### Data in this exercise:
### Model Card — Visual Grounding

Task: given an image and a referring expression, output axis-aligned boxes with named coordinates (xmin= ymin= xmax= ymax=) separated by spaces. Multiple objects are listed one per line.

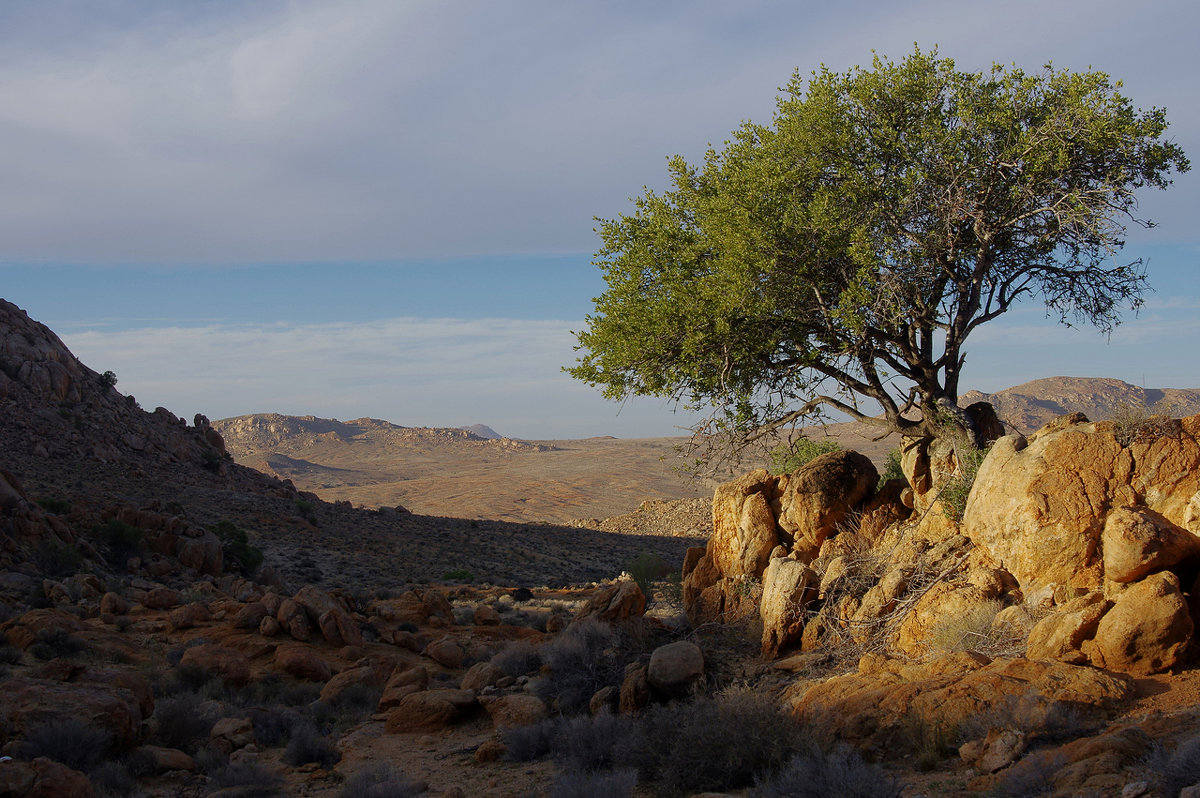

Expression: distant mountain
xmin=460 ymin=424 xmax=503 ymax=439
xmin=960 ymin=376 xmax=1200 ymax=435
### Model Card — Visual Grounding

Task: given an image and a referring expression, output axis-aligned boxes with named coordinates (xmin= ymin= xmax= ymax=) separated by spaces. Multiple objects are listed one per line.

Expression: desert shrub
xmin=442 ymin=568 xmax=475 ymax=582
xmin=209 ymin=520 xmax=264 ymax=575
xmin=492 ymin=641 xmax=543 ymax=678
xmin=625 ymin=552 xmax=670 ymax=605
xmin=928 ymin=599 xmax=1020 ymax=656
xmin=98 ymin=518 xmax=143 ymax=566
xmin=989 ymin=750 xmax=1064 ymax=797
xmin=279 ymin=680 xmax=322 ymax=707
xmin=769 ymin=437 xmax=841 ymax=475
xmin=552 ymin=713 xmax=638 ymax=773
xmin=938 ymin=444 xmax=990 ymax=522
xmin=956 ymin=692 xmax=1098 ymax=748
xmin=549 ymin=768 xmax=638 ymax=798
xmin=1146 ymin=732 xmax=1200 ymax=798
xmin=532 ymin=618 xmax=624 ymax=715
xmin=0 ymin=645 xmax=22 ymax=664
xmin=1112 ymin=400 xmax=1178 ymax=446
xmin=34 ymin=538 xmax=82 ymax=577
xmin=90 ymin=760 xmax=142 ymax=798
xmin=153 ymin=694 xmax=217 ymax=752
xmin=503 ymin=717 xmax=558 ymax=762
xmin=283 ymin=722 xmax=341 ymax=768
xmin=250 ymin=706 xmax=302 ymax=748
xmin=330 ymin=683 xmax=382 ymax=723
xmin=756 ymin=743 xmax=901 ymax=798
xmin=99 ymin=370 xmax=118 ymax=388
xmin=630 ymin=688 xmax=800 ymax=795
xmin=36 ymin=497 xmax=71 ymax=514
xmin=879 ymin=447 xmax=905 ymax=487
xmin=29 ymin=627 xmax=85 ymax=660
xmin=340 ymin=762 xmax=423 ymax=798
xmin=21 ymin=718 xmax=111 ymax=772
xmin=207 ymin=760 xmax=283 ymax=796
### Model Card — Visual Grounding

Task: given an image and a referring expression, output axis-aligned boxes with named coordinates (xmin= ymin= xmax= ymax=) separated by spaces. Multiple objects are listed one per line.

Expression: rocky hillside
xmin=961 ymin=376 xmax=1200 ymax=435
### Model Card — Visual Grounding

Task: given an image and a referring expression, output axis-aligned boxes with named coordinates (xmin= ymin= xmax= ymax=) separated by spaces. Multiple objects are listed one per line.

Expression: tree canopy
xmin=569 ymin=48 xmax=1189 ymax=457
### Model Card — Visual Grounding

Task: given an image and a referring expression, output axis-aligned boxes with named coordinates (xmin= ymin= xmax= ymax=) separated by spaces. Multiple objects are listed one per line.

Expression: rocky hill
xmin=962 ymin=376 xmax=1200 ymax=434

### Required action:
Would you copy out the material above exactly, without the pictures in it?

### Answer for this exercise:
### Model Card — Visual Grounding

Task: given an image and a referring expression, output axis-aligned boxes with named coordinates (xmin= ymin= xmax= ymax=) separated by spaces. Multiple objects are listed one per line.


Expression: distant mountain
xmin=460 ymin=424 xmax=503 ymax=439
xmin=960 ymin=376 xmax=1200 ymax=435
### Model Card — Visual Grounding

Task: given an image and a referring expression, output axis-aligned boxes with named coordinates (xmin= ymin= xmax= ymax=) separated by spaces. Multiple objects are listed one per line.

Expression: desert shrub
xmin=442 ymin=568 xmax=475 ymax=582
xmin=209 ymin=520 xmax=264 ymax=575
xmin=492 ymin=641 xmax=543 ymax=678
xmin=625 ymin=552 xmax=670 ymax=605
xmin=928 ymin=599 xmax=1020 ymax=656
xmin=98 ymin=518 xmax=143 ymax=566
xmin=989 ymin=750 xmax=1064 ymax=797
xmin=279 ymin=680 xmax=322 ymax=707
xmin=769 ymin=437 xmax=841 ymax=475
xmin=552 ymin=713 xmax=638 ymax=773
xmin=938 ymin=444 xmax=990 ymax=522
xmin=956 ymin=692 xmax=1098 ymax=748
xmin=549 ymin=768 xmax=638 ymax=798
xmin=1146 ymin=732 xmax=1200 ymax=798
xmin=532 ymin=618 xmax=624 ymax=715
xmin=0 ymin=645 xmax=22 ymax=664
xmin=1112 ymin=400 xmax=1178 ymax=446
xmin=34 ymin=538 xmax=82 ymax=577
xmin=90 ymin=760 xmax=142 ymax=798
xmin=153 ymin=694 xmax=217 ymax=752
xmin=503 ymin=717 xmax=558 ymax=762
xmin=283 ymin=722 xmax=341 ymax=768
xmin=250 ymin=706 xmax=302 ymax=748
xmin=330 ymin=683 xmax=382 ymax=723
xmin=756 ymin=743 xmax=901 ymax=798
xmin=99 ymin=370 xmax=118 ymax=388
xmin=630 ymin=688 xmax=800 ymax=795
xmin=36 ymin=497 xmax=71 ymax=514
xmin=879 ymin=447 xmax=905 ymax=487
xmin=29 ymin=627 xmax=85 ymax=660
xmin=340 ymin=762 xmax=423 ymax=798
xmin=21 ymin=718 xmax=111 ymax=772
xmin=207 ymin=760 xmax=283 ymax=796
### Model Card — Visual Grounding

Task: given an image and a referring expression, output axis-aligned boxes with named coordinates (xmin= ymin= xmax= ymax=) separated by spaces. Multiple objects are listed one per line.

Expression: rocky hillside
xmin=961 ymin=376 xmax=1200 ymax=435
### Model Card — Visual Grounding

Task: given an image and a referring expression, output axis-aligned boxes with named coordinates (xmin= ymin= xmax= ymax=) separated by spaces. Multiple objects are listed one per line.

Expression: tree canopy
xmin=569 ymin=48 xmax=1189 ymax=457
### Model Card — Visual Grounding

Task: given an image and a referring expression, output axis-aligned boxes with named coordinates (xmin= ymin= xmax= ymax=) separated by spaces. Multiple objects are listed one per line.

Expression: rocky hill
xmin=962 ymin=376 xmax=1200 ymax=434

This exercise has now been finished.